TASK: Transcribe every record exactly.

Dataset items:
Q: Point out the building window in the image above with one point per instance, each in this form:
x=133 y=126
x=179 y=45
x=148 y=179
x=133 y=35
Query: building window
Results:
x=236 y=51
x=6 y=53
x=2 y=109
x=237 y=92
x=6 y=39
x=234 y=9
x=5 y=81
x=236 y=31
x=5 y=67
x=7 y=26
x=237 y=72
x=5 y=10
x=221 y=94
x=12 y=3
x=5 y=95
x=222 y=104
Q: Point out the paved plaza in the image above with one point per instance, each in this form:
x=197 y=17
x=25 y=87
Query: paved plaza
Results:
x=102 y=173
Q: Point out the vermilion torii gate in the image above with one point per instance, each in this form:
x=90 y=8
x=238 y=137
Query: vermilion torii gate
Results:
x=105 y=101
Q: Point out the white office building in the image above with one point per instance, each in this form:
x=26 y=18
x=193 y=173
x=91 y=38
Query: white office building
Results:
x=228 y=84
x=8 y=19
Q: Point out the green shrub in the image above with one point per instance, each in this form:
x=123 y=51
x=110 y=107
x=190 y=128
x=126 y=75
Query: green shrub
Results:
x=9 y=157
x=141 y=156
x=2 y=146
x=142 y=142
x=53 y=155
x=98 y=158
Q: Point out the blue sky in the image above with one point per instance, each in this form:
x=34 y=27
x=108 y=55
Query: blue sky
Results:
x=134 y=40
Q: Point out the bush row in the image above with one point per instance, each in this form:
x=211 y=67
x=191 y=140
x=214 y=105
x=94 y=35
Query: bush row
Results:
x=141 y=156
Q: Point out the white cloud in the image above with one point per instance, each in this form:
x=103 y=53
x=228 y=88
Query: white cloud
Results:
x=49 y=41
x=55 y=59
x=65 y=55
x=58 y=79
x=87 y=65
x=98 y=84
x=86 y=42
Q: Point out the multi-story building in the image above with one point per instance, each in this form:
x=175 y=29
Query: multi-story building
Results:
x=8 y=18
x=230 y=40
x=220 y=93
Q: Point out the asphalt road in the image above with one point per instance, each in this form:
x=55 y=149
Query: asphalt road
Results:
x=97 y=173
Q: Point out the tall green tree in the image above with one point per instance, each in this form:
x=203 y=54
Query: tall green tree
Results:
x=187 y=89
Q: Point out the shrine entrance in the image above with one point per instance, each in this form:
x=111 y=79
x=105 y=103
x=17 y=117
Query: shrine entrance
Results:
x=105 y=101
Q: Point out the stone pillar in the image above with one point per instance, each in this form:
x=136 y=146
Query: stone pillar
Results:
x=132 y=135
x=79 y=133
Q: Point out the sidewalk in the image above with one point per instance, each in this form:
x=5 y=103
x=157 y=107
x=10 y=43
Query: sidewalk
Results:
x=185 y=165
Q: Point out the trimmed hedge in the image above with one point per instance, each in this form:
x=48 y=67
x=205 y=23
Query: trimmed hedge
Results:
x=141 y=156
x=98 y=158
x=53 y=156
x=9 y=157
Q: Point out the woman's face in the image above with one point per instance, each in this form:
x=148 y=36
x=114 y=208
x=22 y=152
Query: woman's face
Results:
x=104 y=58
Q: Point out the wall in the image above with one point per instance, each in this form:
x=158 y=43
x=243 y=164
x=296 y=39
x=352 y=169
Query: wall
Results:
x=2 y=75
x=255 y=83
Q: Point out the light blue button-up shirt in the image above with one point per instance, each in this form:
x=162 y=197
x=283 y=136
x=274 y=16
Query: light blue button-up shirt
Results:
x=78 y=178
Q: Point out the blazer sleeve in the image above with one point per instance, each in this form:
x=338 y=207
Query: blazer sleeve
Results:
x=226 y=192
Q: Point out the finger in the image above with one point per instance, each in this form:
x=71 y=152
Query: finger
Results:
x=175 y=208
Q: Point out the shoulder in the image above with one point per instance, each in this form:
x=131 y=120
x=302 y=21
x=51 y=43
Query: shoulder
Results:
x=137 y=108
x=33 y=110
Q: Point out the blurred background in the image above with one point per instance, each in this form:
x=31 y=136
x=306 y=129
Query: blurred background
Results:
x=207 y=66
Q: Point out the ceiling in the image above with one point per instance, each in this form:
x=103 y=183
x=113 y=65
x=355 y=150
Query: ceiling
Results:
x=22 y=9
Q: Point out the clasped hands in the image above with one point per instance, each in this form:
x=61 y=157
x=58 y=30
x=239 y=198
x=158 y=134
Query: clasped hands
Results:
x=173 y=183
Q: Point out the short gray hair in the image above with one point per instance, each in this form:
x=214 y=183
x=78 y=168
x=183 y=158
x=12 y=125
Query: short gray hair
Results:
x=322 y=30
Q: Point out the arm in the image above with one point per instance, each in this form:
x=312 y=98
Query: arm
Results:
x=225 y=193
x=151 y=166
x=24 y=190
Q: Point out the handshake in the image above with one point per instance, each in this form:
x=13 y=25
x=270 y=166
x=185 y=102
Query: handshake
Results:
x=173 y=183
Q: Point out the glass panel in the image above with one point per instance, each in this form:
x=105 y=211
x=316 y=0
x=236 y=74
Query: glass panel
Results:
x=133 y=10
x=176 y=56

EXERCISE SOLUTION:
Q: Point out the building window in the image above with one point per instance, each in this form:
x=133 y=126
x=179 y=45
x=148 y=179
x=133 y=35
Query: building window
Results:
x=236 y=51
x=6 y=53
x=2 y=109
x=237 y=92
x=6 y=39
x=234 y=9
x=5 y=81
x=236 y=31
x=5 y=67
x=7 y=26
x=237 y=72
x=5 y=10
x=221 y=94
x=12 y=3
x=5 y=95
x=222 y=104
Q: Point out the paved plaza in the image above with one point per instance, each in this form:
x=197 y=17
x=25 y=87
Query: paved plaza
Results:
x=102 y=173
Q: Point out the vermilion torii gate in the image above with one point per instance, each in this form:
x=90 y=8
x=238 y=137
Query: vermilion torii gate
Results:
x=105 y=101
Q: Point out the white office building in the image above with one point per instance, each in this form:
x=26 y=18
x=193 y=173
x=91 y=38
Query: white office building
Results:
x=228 y=84
x=8 y=19
Q: Point out the green shrub in the image above with one point per instance, each in this form:
x=123 y=51
x=110 y=107
x=190 y=128
x=126 y=75
Query: green shrub
Results:
x=9 y=157
x=141 y=156
x=2 y=146
x=142 y=142
x=53 y=155
x=98 y=158
Q: Point out the blue sky in the image above with one point per instance, each in this form:
x=34 y=27
x=108 y=55
Query: blue sky
Results:
x=134 y=40
Q: Point out the bush row in the image above with one point per instance, each in this form:
x=211 y=67
x=191 y=140
x=214 y=105
x=94 y=35
Query: bush row
Results:
x=141 y=156
Q: Point out the white cloud in the image above with one point per instance, each in this form:
x=103 y=53
x=228 y=88
Query: white cloud
Results:
x=49 y=41
x=55 y=59
x=65 y=55
x=58 y=79
x=87 y=65
x=98 y=84
x=86 y=42
Q: Point out the multi-story building in the image above with one point per instance, each in this form:
x=175 y=29
Query: multi-story building
Results:
x=8 y=18
x=230 y=40
x=220 y=93
Q: Point out the asphalt road in the image above with one point per instance, each in this form:
x=55 y=149
Query: asphalt road
Results:
x=97 y=173
Q: Point out the tall green tree in the image above with one point per instance, each in this form:
x=203 y=54
Query: tall green tree
Results:
x=187 y=89
Q: Point out the shrine entrance in the image above with one point per instance, each in this form:
x=111 y=79
x=105 y=103
x=17 y=117
Query: shrine entrance
Results:
x=105 y=101
Q: Point out the stone pillar in the image above with one point per instance, each in this form:
x=136 y=146
Query: stone pillar
Results:
x=132 y=135
x=79 y=133
Q: Point out the sidewalk in the image above with one point per instance, each in this form:
x=5 y=103
x=157 y=107
x=10 y=43
Query: sidewalk
Results:
x=185 y=165
Q: Point out the trimmed hedge in the image above with one point per instance, each in this form:
x=48 y=67
x=205 y=23
Query: trimmed hedge
Results:
x=141 y=156
x=98 y=158
x=53 y=156
x=9 y=157
Q: Point out the woman's face in the image above with one point per instance, each in this form:
x=148 y=36
x=114 y=208
x=22 y=152
Query: woman's face
Results:
x=104 y=58
Q: Point out the wall in the image above with one point per instance, each in this form:
x=158 y=43
x=243 y=164
x=296 y=39
x=352 y=169
Query: wall
Results:
x=2 y=75
x=255 y=83
Q: Point out the light blue button-up shirt in the image above with one point per instance, each in this form:
x=162 y=197
x=283 y=136
x=274 y=16
Query: light blue button-up shirt
Results:
x=78 y=178
Q: Point out the blazer sleeve in the image above with one point per instance, each in this form:
x=338 y=207
Query: blazer sleeve
Results:
x=226 y=192
Q: Point out the finger in the image above with one point per instance, each in this form:
x=71 y=152
Query: finger
Results:
x=175 y=208
Q: Point out the shoulder in the image above with one point per instance, each in this form:
x=131 y=120
x=302 y=21
x=51 y=43
Query: shoulder
Results:
x=137 y=108
x=33 y=110
Q: Point out the blurred background in the image above with one point per instance, each in this form:
x=31 y=136
x=306 y=129
Query: blurred background
Results:
x=207 y=66
Q: Point out the ceiling in the image above with one point per instance, each in this form:
x=103 y=183
x=113 y=65
x=355 y=150
Query: ceiling
Results:
x=22 y=9
Q: Point out the clasped hands in the image above with one point per instance, each in this form:
x=61 y=157
x=58 y=30
x=239 y=198
x=158 y=134
Query: clasped hands
Results:
x=173 y=183
Q: Point out the short gray hair in the image above with one point per instance, each in this form:
x=214 y=183
x=78 y=168
x=183 y=158
x=12 y=125
Query: short gray hair
Results:
x=322 y=30
Q: Point out the arm in the image above with one point per instance, each in this form:
x=312 y=98
Query: arm
Results:
x=225 y=193
x=151 y=166
x=24 y=190
Q: Point out the handshake in the image above with one point per instance, each in this form:
x=13 y=25
x=270 y=166
x=185 y=102
Query: handshake
Results:
x=173 y=183
Q: Point out the glass panel in the image above with one point per instance, each in this form:
x=105 y=211
x=316 y=0
x=236 y=74
Query: glass panel
Results:
x=133 y=10
x=176 y=56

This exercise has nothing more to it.